### Request
Convert all the entries below into a two-column CSV with the header row entry_text,answer. Give one row per entry, with its text in the first column and its answer in the second, each as a single quoted field with line breaks replaced by spaces.

### Record excerpts

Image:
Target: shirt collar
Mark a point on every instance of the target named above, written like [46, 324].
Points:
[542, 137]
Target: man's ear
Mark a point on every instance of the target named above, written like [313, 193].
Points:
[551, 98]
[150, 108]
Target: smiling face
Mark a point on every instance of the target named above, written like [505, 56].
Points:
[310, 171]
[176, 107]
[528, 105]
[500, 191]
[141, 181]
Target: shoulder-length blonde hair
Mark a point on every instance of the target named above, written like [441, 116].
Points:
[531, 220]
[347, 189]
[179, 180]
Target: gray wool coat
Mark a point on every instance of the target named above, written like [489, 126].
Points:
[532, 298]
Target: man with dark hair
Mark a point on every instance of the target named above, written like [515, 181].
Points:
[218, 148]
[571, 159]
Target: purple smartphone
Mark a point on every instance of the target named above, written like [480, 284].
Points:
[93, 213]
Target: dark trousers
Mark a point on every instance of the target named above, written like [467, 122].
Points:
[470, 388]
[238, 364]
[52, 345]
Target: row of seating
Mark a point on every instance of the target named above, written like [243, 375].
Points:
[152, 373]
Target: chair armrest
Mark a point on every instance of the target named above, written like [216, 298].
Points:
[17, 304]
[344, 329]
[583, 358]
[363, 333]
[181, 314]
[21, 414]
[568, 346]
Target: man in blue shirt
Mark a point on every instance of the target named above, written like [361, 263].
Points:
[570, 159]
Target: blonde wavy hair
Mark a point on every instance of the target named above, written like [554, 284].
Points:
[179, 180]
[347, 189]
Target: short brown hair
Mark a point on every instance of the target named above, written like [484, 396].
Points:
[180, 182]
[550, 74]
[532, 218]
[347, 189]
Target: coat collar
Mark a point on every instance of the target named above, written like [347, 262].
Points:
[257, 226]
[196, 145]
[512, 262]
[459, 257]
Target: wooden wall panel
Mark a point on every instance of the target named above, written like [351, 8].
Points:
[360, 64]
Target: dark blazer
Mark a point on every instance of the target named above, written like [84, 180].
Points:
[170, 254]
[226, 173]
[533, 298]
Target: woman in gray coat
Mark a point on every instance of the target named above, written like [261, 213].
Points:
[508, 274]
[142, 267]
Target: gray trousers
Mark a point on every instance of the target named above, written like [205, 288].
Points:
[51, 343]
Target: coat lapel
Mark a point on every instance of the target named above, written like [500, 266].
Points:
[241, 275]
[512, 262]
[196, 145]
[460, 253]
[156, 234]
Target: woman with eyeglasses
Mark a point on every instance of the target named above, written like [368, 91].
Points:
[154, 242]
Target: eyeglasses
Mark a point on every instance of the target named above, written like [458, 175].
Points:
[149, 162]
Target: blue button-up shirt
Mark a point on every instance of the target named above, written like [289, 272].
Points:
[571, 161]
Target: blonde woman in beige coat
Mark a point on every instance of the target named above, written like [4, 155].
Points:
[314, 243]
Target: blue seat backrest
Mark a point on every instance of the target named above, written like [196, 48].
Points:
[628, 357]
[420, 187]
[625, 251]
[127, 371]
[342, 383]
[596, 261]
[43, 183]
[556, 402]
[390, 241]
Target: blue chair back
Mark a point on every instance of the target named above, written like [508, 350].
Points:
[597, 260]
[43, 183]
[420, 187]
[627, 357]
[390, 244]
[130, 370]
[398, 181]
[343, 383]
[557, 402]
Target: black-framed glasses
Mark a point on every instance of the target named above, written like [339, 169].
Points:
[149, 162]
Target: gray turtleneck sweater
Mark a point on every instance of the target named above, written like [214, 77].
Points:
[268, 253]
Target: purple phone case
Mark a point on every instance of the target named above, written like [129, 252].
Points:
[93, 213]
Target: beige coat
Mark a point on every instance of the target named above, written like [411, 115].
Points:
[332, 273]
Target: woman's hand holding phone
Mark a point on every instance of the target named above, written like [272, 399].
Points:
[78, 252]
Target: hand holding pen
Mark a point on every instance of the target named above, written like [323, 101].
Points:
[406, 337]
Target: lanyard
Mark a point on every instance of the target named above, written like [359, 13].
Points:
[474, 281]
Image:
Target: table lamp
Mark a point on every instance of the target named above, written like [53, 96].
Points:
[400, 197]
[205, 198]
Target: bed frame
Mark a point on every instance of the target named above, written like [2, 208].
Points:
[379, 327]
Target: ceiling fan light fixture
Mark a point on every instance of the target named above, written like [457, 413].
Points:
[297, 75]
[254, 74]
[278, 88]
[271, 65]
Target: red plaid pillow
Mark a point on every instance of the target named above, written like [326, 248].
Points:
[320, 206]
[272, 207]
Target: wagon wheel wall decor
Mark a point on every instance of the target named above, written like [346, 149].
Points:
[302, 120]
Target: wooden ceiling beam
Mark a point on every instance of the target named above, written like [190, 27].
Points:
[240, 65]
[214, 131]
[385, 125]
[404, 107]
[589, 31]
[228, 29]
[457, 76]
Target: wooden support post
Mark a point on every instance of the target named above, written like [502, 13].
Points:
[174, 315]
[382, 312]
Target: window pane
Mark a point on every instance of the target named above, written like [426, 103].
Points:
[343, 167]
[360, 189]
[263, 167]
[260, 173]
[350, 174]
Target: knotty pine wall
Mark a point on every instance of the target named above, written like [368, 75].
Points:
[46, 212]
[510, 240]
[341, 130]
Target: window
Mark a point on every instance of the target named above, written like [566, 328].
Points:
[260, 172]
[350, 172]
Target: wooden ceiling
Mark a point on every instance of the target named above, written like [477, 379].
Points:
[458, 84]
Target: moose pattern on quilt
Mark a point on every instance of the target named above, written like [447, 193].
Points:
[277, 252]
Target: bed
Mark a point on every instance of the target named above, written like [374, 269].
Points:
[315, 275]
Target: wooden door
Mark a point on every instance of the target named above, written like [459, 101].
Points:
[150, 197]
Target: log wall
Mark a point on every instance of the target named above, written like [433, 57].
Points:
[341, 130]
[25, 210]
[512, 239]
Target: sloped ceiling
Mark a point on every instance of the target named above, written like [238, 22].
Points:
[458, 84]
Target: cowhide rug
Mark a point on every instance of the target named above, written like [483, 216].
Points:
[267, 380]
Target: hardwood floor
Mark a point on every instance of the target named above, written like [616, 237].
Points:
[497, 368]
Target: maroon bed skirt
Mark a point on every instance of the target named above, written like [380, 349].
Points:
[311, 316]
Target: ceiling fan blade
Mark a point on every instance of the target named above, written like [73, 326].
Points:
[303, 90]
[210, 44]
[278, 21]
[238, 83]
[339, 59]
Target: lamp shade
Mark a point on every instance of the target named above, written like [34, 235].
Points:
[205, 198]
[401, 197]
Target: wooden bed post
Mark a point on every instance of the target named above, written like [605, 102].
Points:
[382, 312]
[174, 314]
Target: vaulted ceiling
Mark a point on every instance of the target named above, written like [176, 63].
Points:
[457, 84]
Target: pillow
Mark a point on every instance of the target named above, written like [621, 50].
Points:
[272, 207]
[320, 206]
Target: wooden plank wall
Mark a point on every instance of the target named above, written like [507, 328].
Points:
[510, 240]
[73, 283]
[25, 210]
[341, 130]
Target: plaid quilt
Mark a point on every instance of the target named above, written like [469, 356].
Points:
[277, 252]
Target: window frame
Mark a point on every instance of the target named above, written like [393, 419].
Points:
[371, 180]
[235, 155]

### Response for this exercise
entry_text,answer
"Image: Target: shirt collar Mark a point on every instance of the target named above, written like [46, 324]. Points:","[542, 137]"
"Target: man's ear Mark a point on every instance of the target named above, written like [313, 193]. Points:","[551, 98] [150, 108]"
"Target: smiling face Mark a point on every instance of the target named above, written like [505, 56]. Points:","[310, 171] [176, 107] [528, 105] [500, 191] [141, 181]"
"Target: shoulder-length blonde hair Mark a point on every instance of the target named above, written like [441, 116]. Points:","[531, 220] [347, 189] [179, 180]"
"Target: gray wool coat Mark a point on every instance of the target named above, written like [489, 126]. Points:","[532, 298]"
"Target: man with dark hair Mark a point on every instance of the target named above, written like [515, 181]. Points:","[218, 148] [571, 159]"
"Target: purple smartphone Mark a point on every instance of the target named above, written like [480, 284]. Points:","[93, 213]"
"Target: dark trousers Mark a point on every instance of the target named above, written like [467, 122]. Points:","[470, 388] [238, 364] [52, 345]"
"Target: row of seating Mark a point on every instance of the target named above, written like [243, 375]. Points:","[152, 373]"
"Target: chair armrest Mark a point on every instance of the target named above, written like [216, 298]. Points:","[17, 304] [344, 329] [583, 358] [363, 333] [181, 314] [21, 414] [568, 346]"
"Target: man in blue shirt Mark a point on every instance of the target named above, written like [361, 263]. Points:","[570, 159]"
"Target: blonde wavy hair Mark a point on every instance of the target named above, written like [554, 284]. Points:","[179, 180] [347, 189]"
"Target: short brown hair Mark a point on every instance of the target named above, written like [484, 396]. Points:","[180, 182] [550, 74] [532, 218] [347, 189]"
"Target: coat collar Mark a point on every instance of the target named above, written like [347, 262]. Points:","[257, 226] [196, 145] [512, 262] [459, 257]"
"Target: wooden wall panel Mark a point on every instance of the target named above, written like [351, 8]. Points:","[360, 64]"
"Target: dark blazer Mark a point on every instance of the target named above, written like [84, 180]. Points:","[170, 254] [226, 173] [533, 298]"
"Target: woman in gray coat Mark a point on every instance of the target named above, written like [261, 213]. Points:","[508, 274] [142, 267]"
"Target: gray trousers Mark a point on every instance of the target named above, written like [205, 288]. Points:","[51, 343]"
"Target: coat lapel Mark a point on every instance of the target named above, written like [500, 266]. Points:","[241, 275] [512, 262] [196, 145] [460, 253] [156, 234]"
"Target: woman with eyeglasses Mark a point on every instance of the target named above, written like [368, 91]. Points:","[154, 242]"
"Target: eyeglasses Mark a point on every instance of the target named above, written like [458, 175]. Points:","[149, 162]"
"Target: blue button-up shirt Mark a point on every instance of the target named above, written like [289, 272]. Points:","[571, 161]"
"Target: blonde woman in beige coat Mark a point on every instance of the target named above, written like [4, 155]. Points:","[314, 243]"
"Target: blue seat backrest Mark a point on every instance of the target named above, written like [196, 48]. Points:","[628, 357] [420, 187] [625, 251] [127, 371] [342, 383] [596, 261] [43, 183] [556, 402] [390, 241]"
"Target: blue chair back Mark a point on every instance of the target named above, written like [508, 350]. Points:","[597, 260] [43, 183] [420, 187] [627, 357] [390, 244] [130, 370] [398, 181] [343, 383] [557, 402]"
"Target: black-framed glasses Mark a point on every instance of the target named above, written like [339, 169]. Points:","[149, 162]"
"Target: gray turtleneck sweater Mark a point on every instance of the target named above, written like [214, 77]. Points:","[268, 253]"
"Target: purple phone case Mark a point on every instance of the target named above, written like [129, 252]. Points:","[93, 213]"
"Target: beige coat Mark a point on every instance of the target named above, written like [411, 115]. Points:","[332, 273]"
"Target: woman's hand holding phone Mark a point on every instance of the target named above, written like [272, 399]. Points:","[78, 252]"
"Target: hand holding pen Mark a point on every instance of the target named above, written like [323, 101]. Points:","[406, 337]"
"Target: lanyard Mark a point on every instance of the target named above, written like [359, 13]. Points:","[474, 281]"
"Image: Target: table lamp Mark a point on every instance of the target named above, written like [53, 96]. Points:","[400, 197] [205, 198]"
"Target: bed frame Mark a point on every instance of the target named above, written like [2, 208]. Points:","[379, 327]"
"Target: ceiling fan light fixture Mark a point on every instance of the target named above, written like [457, 413]. Points:","[297, 75] [254, 74] [278, 88] [271, 65]"
"Target: red plaid pillow Mark a point on every instance of the target named above, written like [326, 248]. Points:","[320, 206] [272, 207]"
"Target: wagon wheel wall decor Mark a point on every instance of the target named above, written like [346, 149]. Points:","[302, 120]"
"Target: wooden ceiling beam Mark a point on every instance of the target named above, written like [190, 27]. Points:","[240, 65] [214, 131] [385, 125] [404, 107] [589, 31] [228, 29] [457, 76]"
"Target: wooden support post Mark a point on every instance of the target named above, written like [502, 13]. Points:","[174, 315] [382, 312]"
"Target: window pane Mark a point on every instance of the target named above, written like [426, 103]. Points:","[343, 167] [360, 189] [263, 167] [260, 173] [350, 174]"
"Target: knotty pine wall Mark a point on every instance of the target named above, written like [368, 75]. Points:","[46, 212] [510, 240] [341, 130]"
"Target: window Mark a point on every instance of the target named above, written like [566, 328]. Points:","[260, 172] [350, 172]"
"Target: wooden ceiling Mark a point on every instance of the target named above, written like [477, 379]. Points:","[458, 84]"
"Target: moose pattern on quilt Mark a point on every instance of the target named above, written like [447, 193]. Points:","[277, 252]"
"Target: bed Mark a point on every instance of the target named above, written like [374, 269]. Points:","[315, 275]"
"Target: wooden door Mark a point on every instance of the target named above, written like [459, 101]. Points:","[150, 197]"
"Target: log wall Mark a point on every instance of the target named above, written like [433, 57]. Points:","[341, 130] [25, 210] [512, 239]"
"Target: sloped ceiling Mark a point on every instance of the target named above, written like [238, 22]. Points:","[458, 84]"
"Target: cowhide rug Mark a point on every instance of the target named above, written like [483, 216]. Points:","[267, 380]"
"Target: hardwood floor Mark a point on every instance of the target named above, written like [616, 237]. Points:","[497, 368]"
"Target: maroon bed skirt Mark a point on every instance of the target named above, written like [380, 349]. Points:","[311, 316]"
"Target: ceiling fan blade Mark a point on every instance of the target named above, written like [73, 326]. Points:","[303, 90] [210, 44] [278, 21] [238, 83] [339, 59]"
"Target: lamp shade Mark a point on every instance of the target named above, written like [34, 235]. Points:","[205, 198] [401, 197]"
"Target: wooden bed post Mark a point on every instance of the target named above, written like [605, 102]. Points:","[382, 312] [174, 314]"
"Target: vaulted ceiling Mark a point on every instance of the target named above, written like [176, 63]. Points:","[457, 84]"
"Target: pillow Mark a point on every instance of the target named above, written like [621, 50]. Points:","[272, 207] [320, 206]"
"Target: wooden plank wall Mark a point on every instance of the target named above, written like [507, 328]. Points:","[510, 240] [73, 283] [25, 210] [341, 130]"
"Target: plaid quilt Mark a point on every instance of the target named above, written like [469, 356]. Points:","[277, 252]"
"Target: window frame Mark a point on every instance of the target named above, written like [393, 419]. Points:","[371, 180] [235, 155]"